_What needs to be done_. Please repeat the records, word for word and without gaps.

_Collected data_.
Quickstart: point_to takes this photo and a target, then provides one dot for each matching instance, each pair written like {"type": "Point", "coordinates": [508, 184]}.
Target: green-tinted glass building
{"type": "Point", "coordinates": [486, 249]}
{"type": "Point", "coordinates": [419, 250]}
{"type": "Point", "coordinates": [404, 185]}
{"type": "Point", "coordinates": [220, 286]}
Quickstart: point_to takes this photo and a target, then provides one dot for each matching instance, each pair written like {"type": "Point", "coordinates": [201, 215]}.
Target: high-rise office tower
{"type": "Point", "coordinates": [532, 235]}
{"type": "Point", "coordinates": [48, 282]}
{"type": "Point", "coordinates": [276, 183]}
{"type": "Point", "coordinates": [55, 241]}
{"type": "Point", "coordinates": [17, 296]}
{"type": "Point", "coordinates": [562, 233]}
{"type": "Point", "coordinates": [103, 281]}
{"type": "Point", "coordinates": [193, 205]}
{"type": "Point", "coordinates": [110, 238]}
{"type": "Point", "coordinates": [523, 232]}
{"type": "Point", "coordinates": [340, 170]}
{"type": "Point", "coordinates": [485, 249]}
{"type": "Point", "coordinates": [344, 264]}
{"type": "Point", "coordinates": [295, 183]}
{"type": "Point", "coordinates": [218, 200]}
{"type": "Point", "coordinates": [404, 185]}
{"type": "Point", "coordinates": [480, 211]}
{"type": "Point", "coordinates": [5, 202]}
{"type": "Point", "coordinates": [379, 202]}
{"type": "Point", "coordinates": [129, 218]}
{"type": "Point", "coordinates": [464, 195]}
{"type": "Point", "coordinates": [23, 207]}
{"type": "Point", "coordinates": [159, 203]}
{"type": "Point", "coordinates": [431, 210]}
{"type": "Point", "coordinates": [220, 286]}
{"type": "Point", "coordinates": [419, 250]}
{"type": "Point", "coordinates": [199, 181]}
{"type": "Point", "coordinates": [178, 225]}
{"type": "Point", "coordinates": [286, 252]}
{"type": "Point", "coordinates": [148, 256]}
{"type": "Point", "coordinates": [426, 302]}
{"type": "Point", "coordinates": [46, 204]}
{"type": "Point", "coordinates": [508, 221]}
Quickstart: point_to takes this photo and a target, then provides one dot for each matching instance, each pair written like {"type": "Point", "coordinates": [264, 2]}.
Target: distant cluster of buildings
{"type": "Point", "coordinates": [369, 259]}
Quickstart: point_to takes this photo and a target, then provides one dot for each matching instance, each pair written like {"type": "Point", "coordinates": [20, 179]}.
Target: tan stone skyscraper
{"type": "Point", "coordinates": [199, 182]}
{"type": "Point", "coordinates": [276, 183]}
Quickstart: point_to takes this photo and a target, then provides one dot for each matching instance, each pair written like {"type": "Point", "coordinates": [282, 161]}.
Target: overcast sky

_Expected output_.
Quickstart: point_to takes this photo and a target, then provides one dot for each matching instance, each pair written like {"type": "Point", "coordinates": [508, 184]}.
Target: green-tinted glass building
{"type": "Point", "coordinates": [486, 249]}
{"type": "Point", "coordinates": [419, 250]}
{"type": "Point", "coordinates": [404, 185]}
{"type": "Point", "coordinates": [220, 286]}
Quickstart: point_to takes this photo and a target, then provides one dot for each matching instance, each pair written like {"type": "Point", "coordinates": [201, 215]}.
Target: high-rise office tower
{"type": "Point", "coordinates": [532, 235]}
{"type": "Point", "coordinates": [48, 282]}
{"type": "Point", "coordinates": [276, 183]}
{"type": "Point", "coordinates": [55, 241]}
{"type": "Point", "coordinates": [17, 296]}
{"type": "Point", "coordinates": [562, 233]}
{"type": "Point", "coordinates": [103, 281]}
{"type": "Point", "coordinates": [193, 205]}
{"type": "Point", "coordinates": [110, 238]}
{"type": "Point", "coordinates": [523, 232]}
{"type": "Point", "coordinates": [340, 170]}
{"type": "Point", "coordinates": [485, 249]}
{"type": "Point", "coordinates": [344, 264]}
{"type": "Point", "coordinates": [295, 183]}
{"type": "Point", "coordinates": [218, 200]}
{"type": "Point", "coordinates": [404, 185]}
{"type": "Point", "coordinates": [480, 211]}
{"type": "Point", "coordinates": [5, 202]}
{"type": "Point", "coordinates": [379, 202]}
{"type": "Point", "coordinates": [129, 218]}
{"type": "Point", "coordinates": [464, 195]}
{"type": "Point", "coordinates": [23, 207]}
{"type": "Point", "coordinates": [159, 203]}
{"type": "Point", "coordinates": [431, 210]}
{"type": "Point", "coordinates": [220, 286]}
{"type": "Point", "coordinates": [419, 250]}
{"type": "Point", "coordinates": [199, 181]}
{"type": "Point", "coordinates": [178, 225]}
{"type": "Point", "coordinates": [286, 252]}
{"type": "Point", "coordinates": [148, 256]}
{"type": "Point", "coordinates": [426, 302]}
{"type": "Point", "coordinates": [46, 204]}
{"type": "Point", "coordinates": [508, 221]}
Quickstart: point_to takes this photo and a target, then provides one dot for each matching instance, each pair written like {"type": "Point", "coordinates": [264, 2]}.
Target: distant cluster of buildings
{"type": "Point", "coordinates": [369, 259]}
Quickstart: point_to takes this photo and a target, then provides one dot for each matching instance, each pair written like {"type": "Point", "coordinates": [20, 179]}.
Target: tan stone skyscraper
{"type": "Point", "coordinates": [199, 182]}
{"type": "Point", "coordinates": [276, 183]}
Quickstart: point_to takes this photo and a target, then provides one dot for each matching instance, each pair written like {"type": "Point", "coordinates": [282, 161]}.
Target: overcast sky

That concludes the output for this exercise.